Do this — Please extract and repeat, unchanged, the part of the data below that opens with the line containing "As part of our data-labeling pipeline, annotate every tree" and closes with the line containing "[[0, 262, 600, 404]]", including both of those lines.

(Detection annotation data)

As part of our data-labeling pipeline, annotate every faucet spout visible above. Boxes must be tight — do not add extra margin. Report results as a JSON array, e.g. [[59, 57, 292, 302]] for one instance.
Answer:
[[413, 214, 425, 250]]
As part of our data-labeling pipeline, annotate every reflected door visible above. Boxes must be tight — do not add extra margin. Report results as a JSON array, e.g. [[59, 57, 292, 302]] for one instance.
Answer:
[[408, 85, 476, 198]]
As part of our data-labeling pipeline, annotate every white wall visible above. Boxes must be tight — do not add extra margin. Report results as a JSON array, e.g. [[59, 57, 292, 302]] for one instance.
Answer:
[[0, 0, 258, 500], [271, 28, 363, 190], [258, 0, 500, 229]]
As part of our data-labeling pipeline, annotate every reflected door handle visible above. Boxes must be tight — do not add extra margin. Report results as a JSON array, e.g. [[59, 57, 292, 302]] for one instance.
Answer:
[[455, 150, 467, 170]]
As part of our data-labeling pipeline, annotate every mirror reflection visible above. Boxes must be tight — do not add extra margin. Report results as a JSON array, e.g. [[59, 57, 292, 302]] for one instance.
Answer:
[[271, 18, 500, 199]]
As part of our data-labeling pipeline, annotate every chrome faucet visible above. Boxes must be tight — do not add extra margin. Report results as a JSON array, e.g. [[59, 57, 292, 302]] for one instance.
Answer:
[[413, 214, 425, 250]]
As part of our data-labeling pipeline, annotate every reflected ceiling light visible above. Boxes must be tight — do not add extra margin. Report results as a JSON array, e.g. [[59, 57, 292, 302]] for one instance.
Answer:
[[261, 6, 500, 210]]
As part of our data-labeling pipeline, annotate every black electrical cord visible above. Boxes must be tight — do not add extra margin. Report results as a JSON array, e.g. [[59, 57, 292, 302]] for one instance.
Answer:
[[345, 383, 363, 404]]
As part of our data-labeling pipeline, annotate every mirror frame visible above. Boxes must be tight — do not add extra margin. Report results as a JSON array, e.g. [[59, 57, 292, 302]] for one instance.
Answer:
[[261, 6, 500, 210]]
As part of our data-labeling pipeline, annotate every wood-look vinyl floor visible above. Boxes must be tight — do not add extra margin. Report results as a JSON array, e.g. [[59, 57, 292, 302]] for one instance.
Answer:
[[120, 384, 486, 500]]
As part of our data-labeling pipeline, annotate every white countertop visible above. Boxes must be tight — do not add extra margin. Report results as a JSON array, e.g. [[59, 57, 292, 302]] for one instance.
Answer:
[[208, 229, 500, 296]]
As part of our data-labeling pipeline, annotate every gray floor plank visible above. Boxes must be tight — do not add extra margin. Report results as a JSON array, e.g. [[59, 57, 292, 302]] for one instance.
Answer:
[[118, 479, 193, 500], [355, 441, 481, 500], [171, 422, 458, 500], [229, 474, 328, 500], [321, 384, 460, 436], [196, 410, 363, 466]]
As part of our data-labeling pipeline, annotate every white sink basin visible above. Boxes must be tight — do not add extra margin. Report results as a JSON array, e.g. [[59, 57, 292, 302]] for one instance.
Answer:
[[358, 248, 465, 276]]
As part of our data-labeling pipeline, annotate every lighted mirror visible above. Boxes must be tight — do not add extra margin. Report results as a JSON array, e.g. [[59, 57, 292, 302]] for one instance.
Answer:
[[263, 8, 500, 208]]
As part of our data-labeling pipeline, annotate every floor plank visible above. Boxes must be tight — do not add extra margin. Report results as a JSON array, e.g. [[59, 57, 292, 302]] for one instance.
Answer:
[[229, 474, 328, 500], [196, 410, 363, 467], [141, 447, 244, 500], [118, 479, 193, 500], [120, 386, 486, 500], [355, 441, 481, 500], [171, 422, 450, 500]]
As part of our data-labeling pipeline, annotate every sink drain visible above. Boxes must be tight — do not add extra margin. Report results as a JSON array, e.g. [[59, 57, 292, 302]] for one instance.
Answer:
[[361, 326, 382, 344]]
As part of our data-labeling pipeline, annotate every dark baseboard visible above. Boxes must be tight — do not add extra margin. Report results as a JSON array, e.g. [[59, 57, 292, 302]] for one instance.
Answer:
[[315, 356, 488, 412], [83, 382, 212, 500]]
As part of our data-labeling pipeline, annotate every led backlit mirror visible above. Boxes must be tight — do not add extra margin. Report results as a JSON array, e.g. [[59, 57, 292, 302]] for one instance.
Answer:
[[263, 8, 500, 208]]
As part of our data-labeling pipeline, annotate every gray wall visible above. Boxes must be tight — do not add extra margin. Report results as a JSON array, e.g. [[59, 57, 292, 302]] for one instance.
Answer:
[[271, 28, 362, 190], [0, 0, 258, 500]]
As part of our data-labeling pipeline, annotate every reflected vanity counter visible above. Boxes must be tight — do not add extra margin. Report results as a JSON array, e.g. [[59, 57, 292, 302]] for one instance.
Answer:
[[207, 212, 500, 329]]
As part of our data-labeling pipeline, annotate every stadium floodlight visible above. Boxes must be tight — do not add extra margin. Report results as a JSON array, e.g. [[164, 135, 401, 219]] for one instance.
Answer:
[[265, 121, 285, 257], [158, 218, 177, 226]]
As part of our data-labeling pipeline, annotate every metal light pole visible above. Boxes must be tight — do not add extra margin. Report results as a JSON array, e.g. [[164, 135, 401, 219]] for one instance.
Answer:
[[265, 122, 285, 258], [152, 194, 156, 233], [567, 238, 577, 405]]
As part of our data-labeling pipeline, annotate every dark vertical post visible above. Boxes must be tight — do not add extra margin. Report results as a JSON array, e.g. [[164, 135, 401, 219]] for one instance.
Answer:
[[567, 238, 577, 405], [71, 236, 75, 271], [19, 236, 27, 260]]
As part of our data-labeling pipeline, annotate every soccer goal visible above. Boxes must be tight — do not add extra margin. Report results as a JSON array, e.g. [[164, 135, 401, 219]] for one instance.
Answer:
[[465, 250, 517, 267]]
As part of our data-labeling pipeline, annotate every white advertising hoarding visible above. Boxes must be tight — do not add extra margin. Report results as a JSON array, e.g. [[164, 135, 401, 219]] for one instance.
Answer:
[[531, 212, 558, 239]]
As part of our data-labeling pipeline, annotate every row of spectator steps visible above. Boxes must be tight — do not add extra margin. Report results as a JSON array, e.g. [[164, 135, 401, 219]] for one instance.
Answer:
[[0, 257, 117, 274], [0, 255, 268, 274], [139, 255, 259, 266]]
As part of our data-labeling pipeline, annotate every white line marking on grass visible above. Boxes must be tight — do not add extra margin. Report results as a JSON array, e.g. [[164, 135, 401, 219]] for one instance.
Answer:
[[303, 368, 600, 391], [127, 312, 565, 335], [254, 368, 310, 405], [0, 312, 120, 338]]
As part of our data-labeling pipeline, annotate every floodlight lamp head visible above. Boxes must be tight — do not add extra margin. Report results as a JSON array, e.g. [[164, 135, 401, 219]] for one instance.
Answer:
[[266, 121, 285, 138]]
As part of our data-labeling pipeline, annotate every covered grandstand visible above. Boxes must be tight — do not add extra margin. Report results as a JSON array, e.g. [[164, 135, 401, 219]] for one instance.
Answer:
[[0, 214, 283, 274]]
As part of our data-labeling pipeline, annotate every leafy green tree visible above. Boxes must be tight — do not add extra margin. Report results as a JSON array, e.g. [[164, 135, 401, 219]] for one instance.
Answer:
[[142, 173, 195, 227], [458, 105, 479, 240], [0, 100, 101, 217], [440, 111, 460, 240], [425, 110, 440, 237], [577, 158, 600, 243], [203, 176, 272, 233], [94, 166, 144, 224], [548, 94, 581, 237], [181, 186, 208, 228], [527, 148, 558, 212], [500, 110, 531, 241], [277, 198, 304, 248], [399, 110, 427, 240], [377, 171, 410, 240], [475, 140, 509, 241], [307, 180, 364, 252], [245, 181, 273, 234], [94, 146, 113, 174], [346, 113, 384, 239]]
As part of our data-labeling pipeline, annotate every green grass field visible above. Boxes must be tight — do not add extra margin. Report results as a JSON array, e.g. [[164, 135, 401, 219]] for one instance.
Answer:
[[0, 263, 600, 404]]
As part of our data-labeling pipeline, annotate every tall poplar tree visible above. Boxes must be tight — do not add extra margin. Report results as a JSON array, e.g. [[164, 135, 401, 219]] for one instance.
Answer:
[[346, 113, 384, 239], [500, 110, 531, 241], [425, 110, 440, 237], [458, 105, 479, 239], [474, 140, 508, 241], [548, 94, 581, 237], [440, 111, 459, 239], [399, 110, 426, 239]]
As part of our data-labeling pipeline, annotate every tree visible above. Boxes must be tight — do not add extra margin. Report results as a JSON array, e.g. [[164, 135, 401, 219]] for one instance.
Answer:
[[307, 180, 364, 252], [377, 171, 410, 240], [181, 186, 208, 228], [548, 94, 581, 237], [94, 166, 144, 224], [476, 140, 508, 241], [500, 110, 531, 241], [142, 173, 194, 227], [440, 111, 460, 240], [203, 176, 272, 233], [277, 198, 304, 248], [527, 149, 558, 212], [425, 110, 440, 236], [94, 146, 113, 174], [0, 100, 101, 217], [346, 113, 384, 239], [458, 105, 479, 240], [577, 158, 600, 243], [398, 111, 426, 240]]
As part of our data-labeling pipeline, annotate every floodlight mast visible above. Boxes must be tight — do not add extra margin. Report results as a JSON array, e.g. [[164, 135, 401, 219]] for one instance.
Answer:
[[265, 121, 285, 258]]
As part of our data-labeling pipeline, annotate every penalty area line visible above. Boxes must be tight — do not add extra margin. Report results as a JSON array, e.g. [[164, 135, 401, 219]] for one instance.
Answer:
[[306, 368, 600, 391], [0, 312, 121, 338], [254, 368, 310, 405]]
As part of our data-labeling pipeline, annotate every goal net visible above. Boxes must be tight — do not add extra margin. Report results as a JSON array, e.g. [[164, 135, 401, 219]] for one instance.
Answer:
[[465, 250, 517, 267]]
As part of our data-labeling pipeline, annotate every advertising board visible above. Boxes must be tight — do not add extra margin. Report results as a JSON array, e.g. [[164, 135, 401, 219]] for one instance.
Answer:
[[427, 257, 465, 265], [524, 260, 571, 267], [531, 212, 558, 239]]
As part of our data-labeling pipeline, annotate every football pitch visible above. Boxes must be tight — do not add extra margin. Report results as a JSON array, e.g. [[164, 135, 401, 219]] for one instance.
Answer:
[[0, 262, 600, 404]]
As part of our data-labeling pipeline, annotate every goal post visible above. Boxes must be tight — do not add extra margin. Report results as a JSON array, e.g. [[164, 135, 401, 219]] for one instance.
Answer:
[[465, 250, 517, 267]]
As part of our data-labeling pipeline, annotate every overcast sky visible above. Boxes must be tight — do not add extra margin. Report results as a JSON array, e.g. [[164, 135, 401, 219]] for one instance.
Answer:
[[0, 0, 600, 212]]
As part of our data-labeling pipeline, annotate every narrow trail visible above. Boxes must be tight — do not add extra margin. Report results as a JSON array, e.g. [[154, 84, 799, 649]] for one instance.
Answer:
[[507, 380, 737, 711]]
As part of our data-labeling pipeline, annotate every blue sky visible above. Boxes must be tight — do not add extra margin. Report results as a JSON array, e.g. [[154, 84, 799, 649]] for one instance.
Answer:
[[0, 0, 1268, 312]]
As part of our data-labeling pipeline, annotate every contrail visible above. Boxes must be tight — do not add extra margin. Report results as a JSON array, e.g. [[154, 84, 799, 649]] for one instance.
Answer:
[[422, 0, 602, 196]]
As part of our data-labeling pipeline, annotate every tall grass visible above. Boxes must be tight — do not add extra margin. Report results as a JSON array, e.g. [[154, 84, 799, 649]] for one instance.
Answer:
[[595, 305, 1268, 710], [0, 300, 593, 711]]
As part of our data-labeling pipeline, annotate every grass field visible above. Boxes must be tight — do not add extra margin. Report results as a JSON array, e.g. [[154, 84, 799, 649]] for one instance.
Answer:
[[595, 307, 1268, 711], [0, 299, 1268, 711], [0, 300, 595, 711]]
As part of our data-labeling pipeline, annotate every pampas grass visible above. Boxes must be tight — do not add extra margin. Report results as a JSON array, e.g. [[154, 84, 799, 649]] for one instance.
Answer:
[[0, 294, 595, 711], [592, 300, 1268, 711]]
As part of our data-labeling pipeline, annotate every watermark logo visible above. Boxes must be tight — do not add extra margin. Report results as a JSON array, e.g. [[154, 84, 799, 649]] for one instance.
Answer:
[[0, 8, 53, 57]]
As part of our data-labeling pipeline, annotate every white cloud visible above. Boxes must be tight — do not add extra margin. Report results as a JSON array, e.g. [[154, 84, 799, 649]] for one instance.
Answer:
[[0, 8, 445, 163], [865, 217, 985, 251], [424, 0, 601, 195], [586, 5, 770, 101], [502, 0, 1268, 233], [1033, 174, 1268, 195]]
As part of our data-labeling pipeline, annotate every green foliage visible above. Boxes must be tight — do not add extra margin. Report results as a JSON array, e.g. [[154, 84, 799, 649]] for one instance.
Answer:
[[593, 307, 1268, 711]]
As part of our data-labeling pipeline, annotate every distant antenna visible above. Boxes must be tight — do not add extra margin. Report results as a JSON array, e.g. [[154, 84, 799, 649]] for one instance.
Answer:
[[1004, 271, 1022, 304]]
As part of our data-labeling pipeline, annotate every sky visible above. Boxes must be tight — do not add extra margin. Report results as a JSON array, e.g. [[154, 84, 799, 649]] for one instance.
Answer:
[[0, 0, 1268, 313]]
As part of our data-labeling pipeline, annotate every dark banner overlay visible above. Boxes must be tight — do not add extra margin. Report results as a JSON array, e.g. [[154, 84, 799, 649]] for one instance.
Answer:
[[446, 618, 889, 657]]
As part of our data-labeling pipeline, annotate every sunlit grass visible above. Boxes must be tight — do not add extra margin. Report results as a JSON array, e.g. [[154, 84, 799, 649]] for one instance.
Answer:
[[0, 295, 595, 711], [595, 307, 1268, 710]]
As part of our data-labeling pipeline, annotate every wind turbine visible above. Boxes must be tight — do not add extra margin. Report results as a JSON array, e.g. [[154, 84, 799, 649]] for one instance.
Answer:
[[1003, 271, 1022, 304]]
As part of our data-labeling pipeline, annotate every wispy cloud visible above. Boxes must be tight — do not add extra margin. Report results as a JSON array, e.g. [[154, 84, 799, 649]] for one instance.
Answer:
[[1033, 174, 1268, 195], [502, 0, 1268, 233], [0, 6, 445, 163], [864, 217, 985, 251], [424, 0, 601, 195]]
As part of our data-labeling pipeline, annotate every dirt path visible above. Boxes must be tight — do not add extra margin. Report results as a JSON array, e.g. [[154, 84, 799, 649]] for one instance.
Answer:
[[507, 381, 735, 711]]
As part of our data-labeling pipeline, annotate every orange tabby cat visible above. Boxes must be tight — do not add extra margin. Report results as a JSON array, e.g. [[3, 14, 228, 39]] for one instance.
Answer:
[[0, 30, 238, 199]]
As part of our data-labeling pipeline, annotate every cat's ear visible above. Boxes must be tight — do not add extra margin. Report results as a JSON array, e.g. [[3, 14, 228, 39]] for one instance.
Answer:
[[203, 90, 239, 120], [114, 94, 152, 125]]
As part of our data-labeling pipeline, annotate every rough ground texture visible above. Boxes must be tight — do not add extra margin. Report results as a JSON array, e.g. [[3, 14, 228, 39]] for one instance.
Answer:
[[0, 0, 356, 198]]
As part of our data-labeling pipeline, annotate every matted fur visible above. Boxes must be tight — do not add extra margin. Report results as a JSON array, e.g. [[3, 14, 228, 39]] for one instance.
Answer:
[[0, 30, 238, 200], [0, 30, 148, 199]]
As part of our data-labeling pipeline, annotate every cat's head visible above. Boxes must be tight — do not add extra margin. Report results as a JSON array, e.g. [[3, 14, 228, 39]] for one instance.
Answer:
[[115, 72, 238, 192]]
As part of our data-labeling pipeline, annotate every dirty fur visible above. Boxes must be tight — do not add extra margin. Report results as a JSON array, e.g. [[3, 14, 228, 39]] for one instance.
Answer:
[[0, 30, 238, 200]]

Exercise response —
As part of our data-labeling pipeline, annotate every tree visible above. Boxes must be tight — do not add extra margin. Report results as a JSON array, e.g. [[164, 135, 401, 219]] for one instance.
Answer:
[[307, 180, 364, 252], [377, 171, 410, 240], [181, 186, 208, 228], [548, 94, 581, 237], [94, 166, 144, 224], [476, 140, 508, 241], [500, 110, 531, 241], [142, 173, 194, 227], [440, 111, 460, 240], [203, 176, 272, 233], [277, 198, 304, 248], [527, 149, 558, 212], [425, 110, 440, 236], [94, 146, 113, 174], [0, 100, 101, 217], [346, 113, 384, 239], [458, 105, 479, 240], [577, 158, 600, 243], [398, 111, 426, 240]]
As part of our data-labeling pipeline, annotate every floodlight mast visible above. Boxes must be tight — do not add extra margin. Report results as a JSON array, e.g. [[164, 135, 401, 219]] for one instance.
Answer:
[[265, 121, 285, 258]]
As part of our data-labeling pipeline, annotate every penalty area line visible above. Boxes must be tight — do not add extra margin. Report results as a JSON array, e.g. [[164, 135, 401, 219]] for one instance.
Answer:
[[306, 368, 600, 391], [0, 312, 121, 338], [254, 368, 310, 405]]
As part of our data-labeling pipeline, annotate every goal net visible above. Boxes must be tight — do not add extra margin. Report results as a JSON array, e.g. [[164, 135, 401, 219]] for one instance.
Answer:
[[465, 250, 517, 267]]
As part of our data-labeling pipeline, annotate every advertising board visible above. Boxes must be tight — do not add extra margin. Report results as a JSON array, e.g. [[164, 135, 401, 219]] for one instance.
Answer:
[[427, 257, 465, 265], [524, 260, 571, 267], [531, 212, 558, 239]]
As part of our data-labeling pipeline, annotate every football pitch visible above. Boxes must be tight — do not add extra margin. Report results as a JSON array, e.g. [[164, 135, 401, 219]] for one instance.
Answer:
[[0, 262, 600, 404]]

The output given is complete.